* Verilen Metin *
-- -- --

Kötü, karışık rüyaları kimseye anlatmamalıdır! Hadis-i şerifte buyuruldu ki: (Güzel rüya gören, hemen Allaha şükretsin! Kötü rüya gören, Allaha sığınsın, rüyasını kimseye anlatmasın! O zaman rüyanın ona zararı olmaz.)
Rüyada başının kesildiğini, bunun tabirinin ne olduğunu soran kimseye, Peygamber efendimiz buyurdu ki: (Bu şeytanîdir. Kötü rüyayı, anlatmayın! Şeytandan Allah'a sığının!)

Rüya Tabiri

Rüya tabiri ilim işidir. Herkes tabir edemez. Rüyasında güzel şeyler gören, salihlere anlatmalıdır. Kur'an-ı Kerimde, (Allah size emanetleri ehline vermenizi emreder.) buyuruluyor. (4/5
Hadis-i şeriflerde de buyuruldu ki: (Rüyasında güzel şeyler gören, görüşü isabetli salih birine anlatsın! O da hayra yorsun!)

-- -- --

* Verilen Bilgiler *

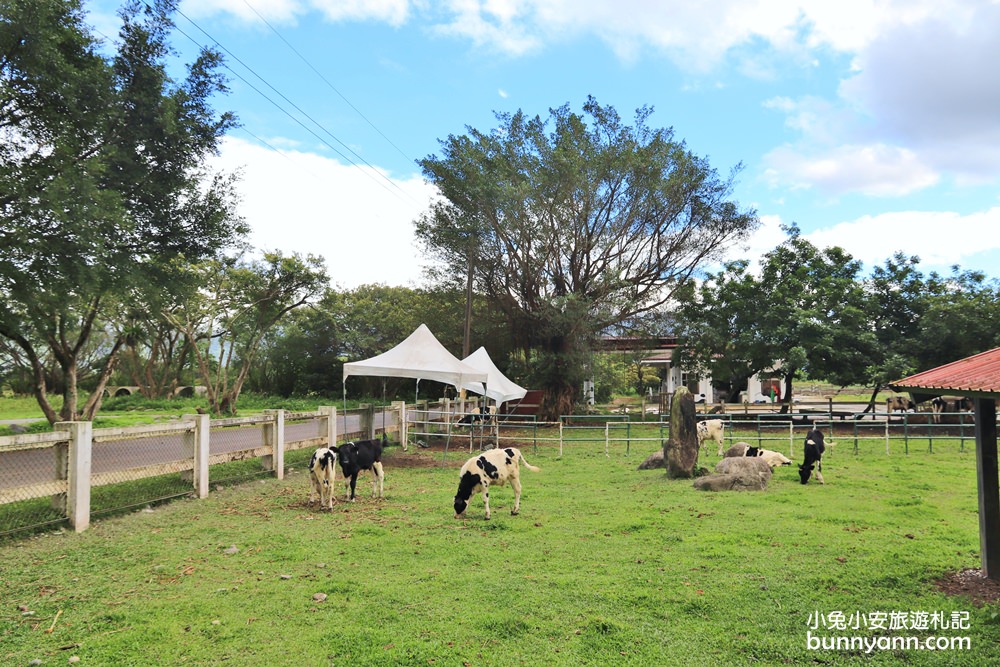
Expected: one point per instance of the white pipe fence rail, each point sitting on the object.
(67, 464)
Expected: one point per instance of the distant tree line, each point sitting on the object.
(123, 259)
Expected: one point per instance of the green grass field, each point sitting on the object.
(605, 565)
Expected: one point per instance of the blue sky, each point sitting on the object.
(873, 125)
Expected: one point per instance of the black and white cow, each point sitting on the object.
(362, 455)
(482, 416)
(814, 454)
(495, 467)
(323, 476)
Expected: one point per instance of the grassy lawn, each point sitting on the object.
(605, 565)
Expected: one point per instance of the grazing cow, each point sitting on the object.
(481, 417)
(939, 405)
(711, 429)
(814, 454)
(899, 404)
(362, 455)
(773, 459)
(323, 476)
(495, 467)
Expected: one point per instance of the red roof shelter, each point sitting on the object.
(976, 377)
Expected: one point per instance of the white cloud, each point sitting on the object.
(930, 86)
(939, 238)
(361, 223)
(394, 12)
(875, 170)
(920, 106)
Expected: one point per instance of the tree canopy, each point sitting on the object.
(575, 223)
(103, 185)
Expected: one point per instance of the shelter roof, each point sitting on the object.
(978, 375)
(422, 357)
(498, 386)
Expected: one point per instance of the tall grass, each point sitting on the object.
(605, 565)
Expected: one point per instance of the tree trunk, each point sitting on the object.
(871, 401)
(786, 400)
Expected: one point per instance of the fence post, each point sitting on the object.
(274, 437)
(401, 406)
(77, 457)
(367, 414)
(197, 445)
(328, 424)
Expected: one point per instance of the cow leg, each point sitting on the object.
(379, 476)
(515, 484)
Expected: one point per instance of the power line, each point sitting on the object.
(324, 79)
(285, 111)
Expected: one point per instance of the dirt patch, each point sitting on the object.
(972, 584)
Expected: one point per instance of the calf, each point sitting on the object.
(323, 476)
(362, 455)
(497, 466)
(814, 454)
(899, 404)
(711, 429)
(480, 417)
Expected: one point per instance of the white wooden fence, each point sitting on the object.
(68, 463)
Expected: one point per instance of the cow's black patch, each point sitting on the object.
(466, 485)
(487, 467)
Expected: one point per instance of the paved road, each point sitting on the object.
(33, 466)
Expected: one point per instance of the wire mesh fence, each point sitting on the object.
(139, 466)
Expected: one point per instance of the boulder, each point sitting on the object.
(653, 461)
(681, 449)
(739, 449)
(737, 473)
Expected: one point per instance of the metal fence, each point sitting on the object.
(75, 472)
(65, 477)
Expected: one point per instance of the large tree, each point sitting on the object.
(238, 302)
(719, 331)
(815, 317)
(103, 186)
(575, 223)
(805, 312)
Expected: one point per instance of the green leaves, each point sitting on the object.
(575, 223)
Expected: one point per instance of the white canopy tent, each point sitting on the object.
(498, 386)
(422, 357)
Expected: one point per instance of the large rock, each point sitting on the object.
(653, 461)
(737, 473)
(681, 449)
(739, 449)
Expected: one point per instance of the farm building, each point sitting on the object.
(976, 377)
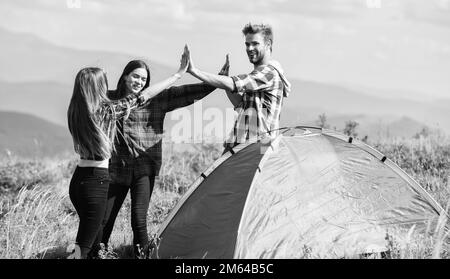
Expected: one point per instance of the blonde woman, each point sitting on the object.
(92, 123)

-- -- --

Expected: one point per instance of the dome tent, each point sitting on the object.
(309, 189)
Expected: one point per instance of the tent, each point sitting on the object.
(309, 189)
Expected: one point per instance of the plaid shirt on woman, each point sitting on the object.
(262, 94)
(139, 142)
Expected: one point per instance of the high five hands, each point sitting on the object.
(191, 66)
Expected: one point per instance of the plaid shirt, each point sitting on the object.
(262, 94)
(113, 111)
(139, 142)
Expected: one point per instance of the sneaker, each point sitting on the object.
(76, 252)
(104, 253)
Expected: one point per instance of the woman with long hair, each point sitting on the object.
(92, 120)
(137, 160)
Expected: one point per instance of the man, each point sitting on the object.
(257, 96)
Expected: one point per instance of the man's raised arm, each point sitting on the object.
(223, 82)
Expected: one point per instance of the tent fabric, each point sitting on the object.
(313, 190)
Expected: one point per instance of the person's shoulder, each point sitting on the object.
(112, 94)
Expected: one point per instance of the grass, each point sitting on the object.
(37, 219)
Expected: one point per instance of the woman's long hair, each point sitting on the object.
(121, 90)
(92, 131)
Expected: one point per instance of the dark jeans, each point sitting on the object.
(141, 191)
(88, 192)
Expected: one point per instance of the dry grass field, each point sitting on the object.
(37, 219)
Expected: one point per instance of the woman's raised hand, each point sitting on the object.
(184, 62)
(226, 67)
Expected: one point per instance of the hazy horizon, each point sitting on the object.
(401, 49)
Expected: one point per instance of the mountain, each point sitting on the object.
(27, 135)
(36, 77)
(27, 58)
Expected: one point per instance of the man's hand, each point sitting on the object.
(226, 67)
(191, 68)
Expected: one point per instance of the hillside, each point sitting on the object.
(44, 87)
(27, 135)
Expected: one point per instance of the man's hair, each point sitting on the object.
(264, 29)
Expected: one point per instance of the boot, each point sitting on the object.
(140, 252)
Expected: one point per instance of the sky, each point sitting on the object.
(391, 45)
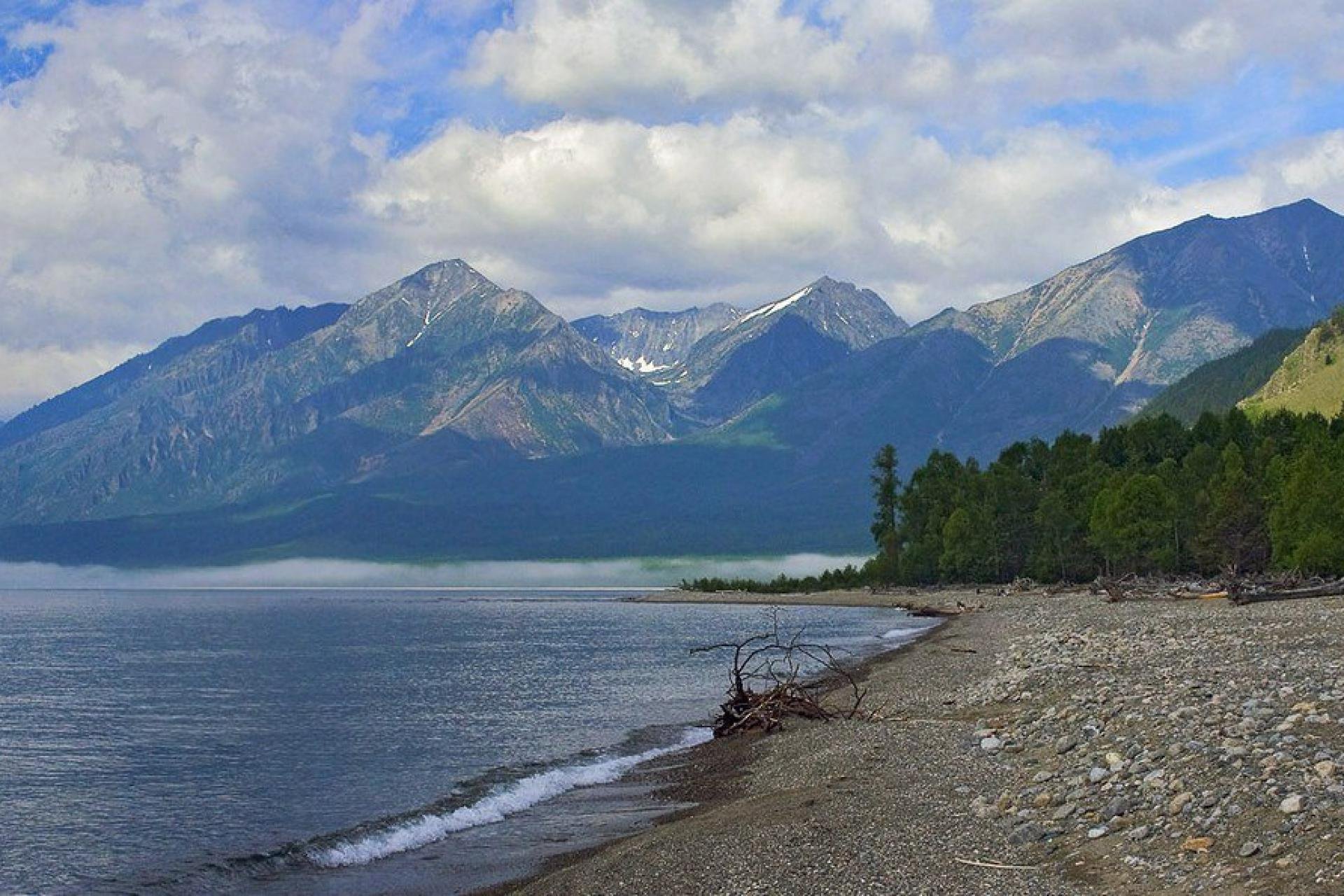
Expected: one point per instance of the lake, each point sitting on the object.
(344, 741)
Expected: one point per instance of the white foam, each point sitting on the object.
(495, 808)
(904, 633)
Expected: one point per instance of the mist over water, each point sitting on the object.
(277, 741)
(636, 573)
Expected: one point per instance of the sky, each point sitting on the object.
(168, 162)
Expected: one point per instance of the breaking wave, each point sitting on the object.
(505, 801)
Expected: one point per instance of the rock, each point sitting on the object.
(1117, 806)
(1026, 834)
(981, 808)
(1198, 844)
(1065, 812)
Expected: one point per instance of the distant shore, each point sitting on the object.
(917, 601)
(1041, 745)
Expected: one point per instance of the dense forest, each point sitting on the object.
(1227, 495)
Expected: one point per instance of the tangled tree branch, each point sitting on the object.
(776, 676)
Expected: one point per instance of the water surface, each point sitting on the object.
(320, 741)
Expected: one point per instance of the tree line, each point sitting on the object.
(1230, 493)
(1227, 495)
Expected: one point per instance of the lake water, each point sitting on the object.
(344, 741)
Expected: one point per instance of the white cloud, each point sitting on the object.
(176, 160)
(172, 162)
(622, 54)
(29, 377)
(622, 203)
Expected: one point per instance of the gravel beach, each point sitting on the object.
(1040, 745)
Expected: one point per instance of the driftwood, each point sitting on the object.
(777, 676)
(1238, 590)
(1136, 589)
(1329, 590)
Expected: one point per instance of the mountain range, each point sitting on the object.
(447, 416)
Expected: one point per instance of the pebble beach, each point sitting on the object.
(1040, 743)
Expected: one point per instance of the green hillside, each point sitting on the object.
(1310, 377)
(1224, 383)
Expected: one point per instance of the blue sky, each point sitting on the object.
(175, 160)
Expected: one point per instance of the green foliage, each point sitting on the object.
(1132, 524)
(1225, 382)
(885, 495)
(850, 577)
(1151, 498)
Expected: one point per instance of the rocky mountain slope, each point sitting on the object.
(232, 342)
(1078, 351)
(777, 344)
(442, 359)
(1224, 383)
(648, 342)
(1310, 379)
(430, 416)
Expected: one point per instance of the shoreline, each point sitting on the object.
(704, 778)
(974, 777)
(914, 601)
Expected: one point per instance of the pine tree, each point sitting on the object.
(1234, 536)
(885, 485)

-- -- --

* Görev *
Rüyalarla ilgili metne göre kötü rüya gören kişinin rüyasını kimseye anlatmaması neden gerekir? Bir ile üç cümle arasında açıklayın. Bu malzemenin metinle hiçbir ilgisi yoktur.

* Çözülmüş Alıştırma *
Metindeki hadis-i şerife göre kötü rüya gören kişi Allah'a sığınır ve rüyasını kimseye anlatmazsa rüyanın ona zararı olmaz. Ayrıca Peygamber efendimiz, rüyasında başının kesildiğini gören kişiye bu rüyanın şeytani olduğunu söyleyip kötü rüyanın anlatılmamasını buyurmuştur.